_Task to carry out:_
The exercise calls for a faithful copy of all the data.

+ + + + +

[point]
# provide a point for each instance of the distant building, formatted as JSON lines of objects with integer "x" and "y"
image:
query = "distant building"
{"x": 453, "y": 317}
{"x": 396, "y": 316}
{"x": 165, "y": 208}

+ + + + +

_The completed task:_
[point]
# provide a point for each instance of the distant building, formatted as JSON lines of objects with integer "x" and "y"
image:
query = "distant building"
{"x": 453, "y": 317}
{"x": 396, "y": 316}
{"x": 165, "y": 208}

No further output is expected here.